(题目) 请把所给文本中从“import spark.implicits._”到“nullable = true))”的这一段逐字重新录入。

(所给文本)
------------------------------
1、测试数据people.txt
Michael, 29
Andy, 30
Justin, 19
2、代码测试
package com.cn.sparkSql
import org.apache.spark.sql.{Row, SparkSession}
import org.apache.spark.sql.types.{StringType, StructField, StructType}
/**
* 为RDD增加schema,并转化为dataFram
*/
object RddToDataFram {
def main(args: Array[String]): Unit = {
val spark = SparkSession
.builder()
.master("local[*]")
.appName("Spark SQL basic example")
.config("spark.some.config.option", "some-value")
.getOrCreate()
spark.sparkContext.setLogLevel("WARN")
import spark.implicits._
val peopleRdd = spark.sparkContext.textFile("people.txt")
//定义df列名字段
val schemaString="name,age";
//设置字段类型
val fields = schemaString.split(",")
.map(filedName => StructField(filedName, StringType, nullable = true))
//封装schema
val schema = StructType(fields)
// Convert records of the RDD (people) to Rows
val rowRdd = peopleRdd.map(_.split(","))
.map(attr => Row(attr(0), attr(1).trim))
//将schema和rowRdd封装为df
val peopleDF = spark.createDataFrame(rowRdd,schema)
//创建视图
peopleDF.createTempView("people")
// The results of SQL queries are DataFrames and support all the normal RDD operations
// The columns of a row in the result can be accessed by field index or by field name
val results = spark.sql("select name from people")
results.map(attr=>"name:"+attr.get(0)).show()
}
}
3、运行结果
+------------+
| value|
+------------+
|name:Michael|
| name:Andy|
| name:Justin|
+------------+
------------------------------
(已存数据)
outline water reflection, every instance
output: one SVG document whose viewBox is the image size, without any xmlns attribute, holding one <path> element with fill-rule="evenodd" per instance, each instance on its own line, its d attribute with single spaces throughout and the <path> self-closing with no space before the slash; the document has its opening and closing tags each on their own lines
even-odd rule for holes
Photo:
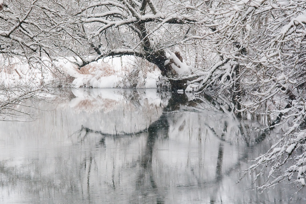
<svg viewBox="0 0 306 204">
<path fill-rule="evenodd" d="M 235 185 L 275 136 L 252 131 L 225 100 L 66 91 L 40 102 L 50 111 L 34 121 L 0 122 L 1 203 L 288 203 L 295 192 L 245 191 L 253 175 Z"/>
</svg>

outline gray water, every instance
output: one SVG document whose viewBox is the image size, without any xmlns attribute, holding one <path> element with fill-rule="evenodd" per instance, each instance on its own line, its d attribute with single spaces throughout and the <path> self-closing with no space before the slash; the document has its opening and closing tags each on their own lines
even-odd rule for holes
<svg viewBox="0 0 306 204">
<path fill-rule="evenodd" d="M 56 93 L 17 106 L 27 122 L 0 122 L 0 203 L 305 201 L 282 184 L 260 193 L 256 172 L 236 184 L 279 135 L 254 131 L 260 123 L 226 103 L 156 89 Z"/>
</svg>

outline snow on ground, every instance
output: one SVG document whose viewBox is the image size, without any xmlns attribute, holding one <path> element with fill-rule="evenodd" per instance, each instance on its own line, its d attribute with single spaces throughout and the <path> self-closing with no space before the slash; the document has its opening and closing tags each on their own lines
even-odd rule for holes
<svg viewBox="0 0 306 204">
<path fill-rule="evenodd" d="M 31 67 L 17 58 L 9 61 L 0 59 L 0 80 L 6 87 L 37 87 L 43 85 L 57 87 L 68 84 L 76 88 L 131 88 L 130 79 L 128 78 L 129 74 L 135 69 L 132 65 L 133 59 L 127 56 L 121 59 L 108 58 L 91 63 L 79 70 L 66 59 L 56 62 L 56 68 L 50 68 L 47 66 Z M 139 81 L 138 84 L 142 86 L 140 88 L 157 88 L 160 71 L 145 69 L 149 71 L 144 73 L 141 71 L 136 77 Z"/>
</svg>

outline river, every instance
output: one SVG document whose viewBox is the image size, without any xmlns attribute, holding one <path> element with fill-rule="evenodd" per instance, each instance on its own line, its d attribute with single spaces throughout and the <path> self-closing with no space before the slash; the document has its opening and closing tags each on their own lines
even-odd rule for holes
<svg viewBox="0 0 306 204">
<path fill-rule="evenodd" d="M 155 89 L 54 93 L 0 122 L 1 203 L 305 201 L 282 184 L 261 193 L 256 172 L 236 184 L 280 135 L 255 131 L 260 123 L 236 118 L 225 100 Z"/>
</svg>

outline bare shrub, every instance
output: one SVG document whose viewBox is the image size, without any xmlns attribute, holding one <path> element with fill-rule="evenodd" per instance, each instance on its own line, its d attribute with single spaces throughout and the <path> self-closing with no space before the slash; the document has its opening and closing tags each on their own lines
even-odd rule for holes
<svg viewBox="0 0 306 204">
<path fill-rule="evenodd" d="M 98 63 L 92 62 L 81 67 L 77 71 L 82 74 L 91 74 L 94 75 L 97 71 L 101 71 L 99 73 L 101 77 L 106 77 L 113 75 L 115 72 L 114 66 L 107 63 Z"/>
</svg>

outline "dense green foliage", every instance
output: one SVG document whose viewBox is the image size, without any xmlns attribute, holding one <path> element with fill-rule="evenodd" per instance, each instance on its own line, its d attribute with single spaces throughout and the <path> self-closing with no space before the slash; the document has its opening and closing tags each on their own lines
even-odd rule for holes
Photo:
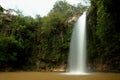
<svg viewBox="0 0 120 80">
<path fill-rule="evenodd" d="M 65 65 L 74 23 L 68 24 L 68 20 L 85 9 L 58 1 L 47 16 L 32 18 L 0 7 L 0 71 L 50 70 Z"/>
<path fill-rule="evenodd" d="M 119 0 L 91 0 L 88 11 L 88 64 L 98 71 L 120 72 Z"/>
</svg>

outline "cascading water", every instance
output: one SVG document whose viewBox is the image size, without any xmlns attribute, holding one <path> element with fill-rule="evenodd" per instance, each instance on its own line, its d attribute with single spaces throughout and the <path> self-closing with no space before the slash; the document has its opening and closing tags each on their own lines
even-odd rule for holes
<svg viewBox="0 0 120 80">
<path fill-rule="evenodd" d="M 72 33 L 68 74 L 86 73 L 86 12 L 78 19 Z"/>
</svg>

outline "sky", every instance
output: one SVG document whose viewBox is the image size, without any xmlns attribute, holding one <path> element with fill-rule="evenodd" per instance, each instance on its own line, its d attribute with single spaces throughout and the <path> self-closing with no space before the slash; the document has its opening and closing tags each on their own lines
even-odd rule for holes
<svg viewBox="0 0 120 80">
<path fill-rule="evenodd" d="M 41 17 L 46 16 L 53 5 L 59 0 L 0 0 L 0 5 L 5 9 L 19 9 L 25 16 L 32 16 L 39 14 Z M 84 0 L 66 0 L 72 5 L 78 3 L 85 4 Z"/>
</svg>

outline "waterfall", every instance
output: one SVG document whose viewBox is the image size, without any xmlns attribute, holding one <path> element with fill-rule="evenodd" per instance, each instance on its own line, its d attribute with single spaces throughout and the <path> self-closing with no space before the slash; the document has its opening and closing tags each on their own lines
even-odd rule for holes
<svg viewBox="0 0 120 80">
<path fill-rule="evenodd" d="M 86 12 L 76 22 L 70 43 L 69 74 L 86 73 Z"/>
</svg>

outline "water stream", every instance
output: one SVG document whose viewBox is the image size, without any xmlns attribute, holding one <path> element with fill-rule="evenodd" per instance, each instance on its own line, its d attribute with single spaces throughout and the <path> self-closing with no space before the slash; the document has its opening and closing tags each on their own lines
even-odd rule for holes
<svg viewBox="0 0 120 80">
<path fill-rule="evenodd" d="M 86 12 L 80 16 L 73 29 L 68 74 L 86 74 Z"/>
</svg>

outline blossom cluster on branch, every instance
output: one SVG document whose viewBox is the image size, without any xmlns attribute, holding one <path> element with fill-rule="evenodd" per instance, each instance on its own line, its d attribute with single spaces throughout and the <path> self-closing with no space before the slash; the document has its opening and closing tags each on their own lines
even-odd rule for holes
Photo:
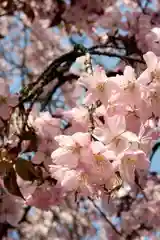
------------------------------
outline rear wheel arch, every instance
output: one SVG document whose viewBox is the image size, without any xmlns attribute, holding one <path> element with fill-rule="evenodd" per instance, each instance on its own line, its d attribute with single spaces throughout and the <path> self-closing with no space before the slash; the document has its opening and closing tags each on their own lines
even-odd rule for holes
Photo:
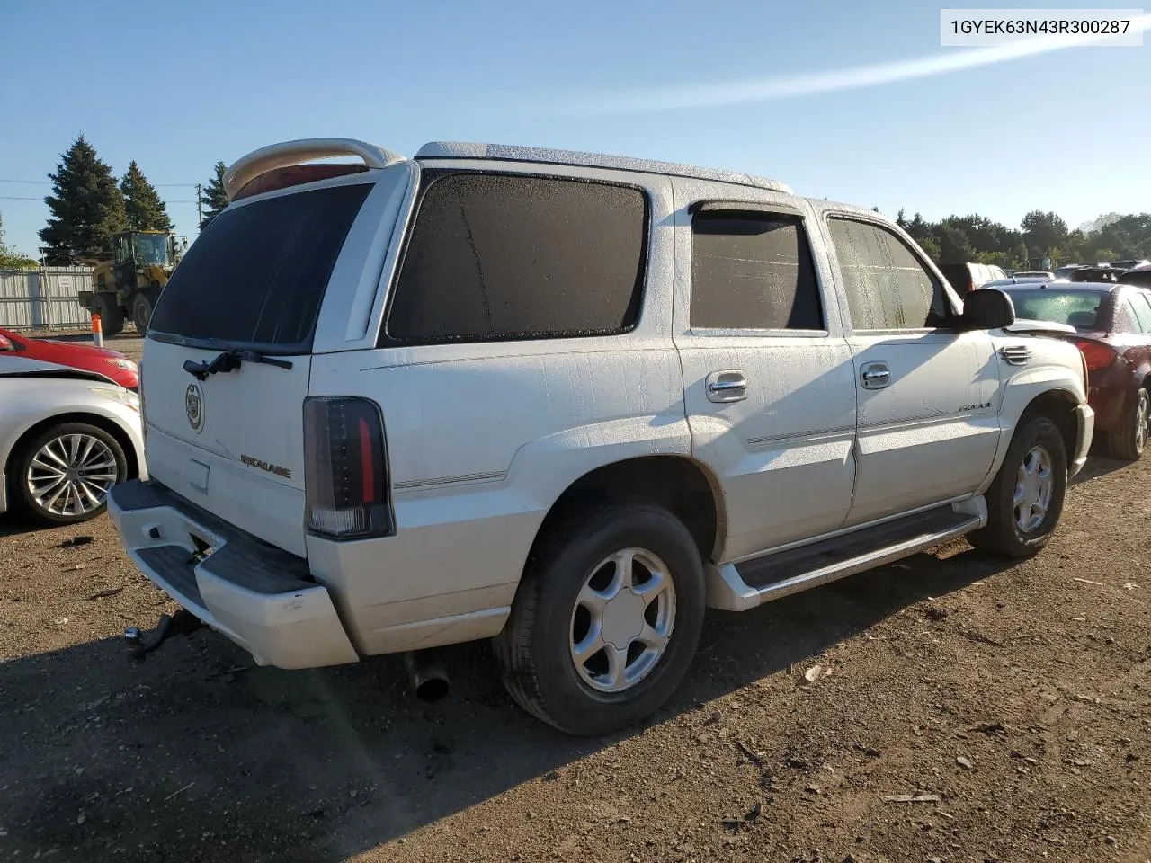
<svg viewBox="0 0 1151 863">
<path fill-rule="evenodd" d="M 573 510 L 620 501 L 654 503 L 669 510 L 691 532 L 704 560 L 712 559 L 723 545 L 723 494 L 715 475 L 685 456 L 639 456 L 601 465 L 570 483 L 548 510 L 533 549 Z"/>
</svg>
------------------------------
(结果)
import spark.implicits._
val peopleRdd = spark.sparkContext.textFile("people.txt")
//定义df列名字段
val schemaString="name,age";
//设置字段类型
val fields = schemaString.split(",")
.map(filedName => StructField(filedName, StringType, nullable = true))